It is a bold statement of the obvious to say that data warehouses are data centric. This is different from the way that order entry systems are process centric, payment card validation is real-time sensitive or airplane avionics is computationally intense. Yet, as data warehouses are incorporated into leading-edge business intelligence (BI) applications, they take on characteristics of many of the most demanding system profiles and service level agreements. The data-centric nature of data warehousing is on a collision course with other requirements unless a solution of reconciling and rationalizing the competing trade-offs can be found.

The suitability of a service-oriented architecture (SOA) to transform data warehouses into information as a service is addressing this challenge, though with important conditions and qualifications.1 For example, going forward, data access services should include the operations required by data warehousing, such as aggregation, multidimensional roll ups and complex joins. Look for SOA-enabled master data management functions to support both transactional systems and data warehousing. A SOA provides a method of abstracting from the underlying location of the master data, hiding the complexity under the hood as long as the defined service is accommodated. However, for the foreseeable future, do not forget to check on the location of the data when large data volumes or complex joins are invoked. With SOA, the service, not the database, is the primary integration vehicle. It answers the business question at hand by accessing and integrating the underlying data stores on the fly. This can be an effective method for addressing ad hoc queries with modest volumes of data (as demonstrated by the class of tools referred to as enterprise information integration or EII). Yet, in the real world of finite processing power, disk storage mechanical arm movement and network limitations, data placement remains a critical success factor. For large volume points with complex heterogeneous data, planning can safely assume that the database will remain a key data integration target.

First-generation data warehouses answered the question, "What customers are buying or using what product or service, and when and where are they doing so?" This enabled basic trend analysis. Take two data points and a ruler and draw a straight line through them, extrapolating from the past to the future, in effect, predicting the past. This results in basic applications in market trend analysis and similar patterns. Second-generation data warehouses deployed advanced applications in customer profiling and lifetime value (LTV) calculation as well as demand planning and forecasting. Third-generation data warehouses are still being developed at leading-edge companies. One of the key characteristics of such a system is that it closes the loop back to the transactional systems from which the data initially was derived, with the goal of optimizing operational processing. Such systems are intolerant of latency and need to reduce processing delays to a minimum. They tend to put a premium on real-time and near real-time results, and require careful design using components and principles of loose coupling, tight coherence. Winning use-case scenarios include forecasting inventory replenishment, fraud detection based on current customer behavior and presenting recommendations for customer purchasing while the individual is on the phone. In some cases, real time is too late. If a retailer is out of stock, all it can do is order and wait - adding up the lost sales. Predictive algorithms capable of generating alerts based on the three years of accumulated data in a demand plan are needed to turn such contingencies around and improve top-line revenue.

★ ★ ★ ★ ★ ★ ★

**TASK SET**
(1) Reproduce part of the data warehousing passage word for word, beginning with the words "It is a bold" and ending after the words "can be found.".
(2) Extend the data warehousing passage by writing what follows its last sentence.

**COLLECTED MATERIAL**
★ ★ ★ ★ ★ ★ ★

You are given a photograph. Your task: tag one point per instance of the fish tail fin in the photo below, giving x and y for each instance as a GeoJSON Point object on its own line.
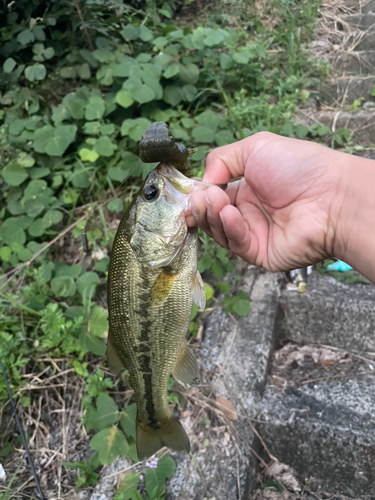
{"type": "Point", "coordinates": [170, 434]}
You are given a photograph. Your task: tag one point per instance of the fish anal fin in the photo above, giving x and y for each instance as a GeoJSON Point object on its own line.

★ ★ ★ ★ ★ ★ ★

**TASK-BY-TASK OUTPUTS**
(1)
It is a bold statement of the obvious to say that data warehouses are data centric. This is different from the way that order entry systems are process centric, payment card validation is real-time sensitive or airplane avionics is computationally intense. Yet, as data warehouses are incorporated into leading-edge business intelligence (BI) applications, they take on characteristics of many of the most demanding system profiles and service level agreements. The data-centric nature of data warehousing is on a collision course with other requirements unless a solution of reconciling and rationalizing the competing trade-offs can be found.

(2)
To date, such challenging third-generation data warehouses often needed to be designed and implemented opportunistically using whatever technology was available. If a trickle load extract, transform and load (ETL) tool was available, then that was what was employed, notwithstanding the obvious limitations. In the final analysis, many different solutions were cobbled together and did work. However, such "work arounds" tended to increase the total cost of ownership and operating complexity. It is a tribute to the designers and implementers that the advantages conferred by such solutions were so great that they absorbed the higher- than-average costs implied by proprietary tools and nonstandard approaches.

For example, in a scenario at a larger retailer, the near real-time data warehousing inventory replenishment and optimization requirements could not be accommodated by a legacy parallel data warehouse. In order to complete a high-performance memory-to-memory data transfer, the Web service and the database had to execute on the same database node. The legacy appliance did not support such a contingency. This was only one differentiator - but a key one - in the client's decision to migrate to a standard relational database on a generally available, shared nothing, UNIX technology stack. The point is that a s data warehousing systems address the need to handle real-time and near real-time scenarios, SOA moves to center stage of third-generation data warehouses because of the message-based format and adherence to open standards.

Just as SOA presents new opportunities for getting things right with low latency data warehousing, so data warehousing raises the bar on SOA. Most of the services provided by SOA have been relevant to transactional systems - open account, update customer, check inventory. The success of SOA has been in the area of transactional systems - running the business on a day-to-day basis. The business benefits of data warehousing are largely in getting above day-to-day operations: tracking market, customer, and product trends, distinguishing winning brands from losers, or forecasting demand based on historical shipments or sales. SOA is still developing in key areas such as complex data transformation, master data management, and the discovery of structural metadata. Data warehousing and the business intelligence applications it supports will require of SOA a whole new set of capabilities providing services such as queries and reports on top customers in rank order by date, dollar volume of business, and location; on-demand forecasts and reports for product ID; calculations and reports on customer LTV by individual customer ID, customer group and sales region; and calculations and presentation of customer suggestions for purchase recommendation.

As these services are abstracted, generalized, componentized, packaged and receive wider distribution as part of data warehousing packages and libraries, more enterprises will be able to design and implement third-generation data warehousing systems. In this context, SOA shows up as an improved means to an end. Infrastructure agility promotes bottom-line business results. Leading enterprises will focus on business process innovation within an enterprise - specifically, such processes as business workflow and optimization services. This will be enabled through a business's process execution, monitoring and reporting of key performance indicators (KPIs) based on corporate data, enterprise-wide event capture and correlation and the predictive analytics based on it. SOA is a mechanism on the critical path to enable this closed-loop processing. Hence, as we move into an "information as a service world," the traditional data warehouse is evolving to be more then just traditional structural repository. It is now an information service hub for publishing and subscribing to customer, product, employee, pricing and related master data. It does not just aggregate transactional detailed data - in general, a good thing - it optimizes transactional processes by detecting patterns and providing advanced warning of pending business events.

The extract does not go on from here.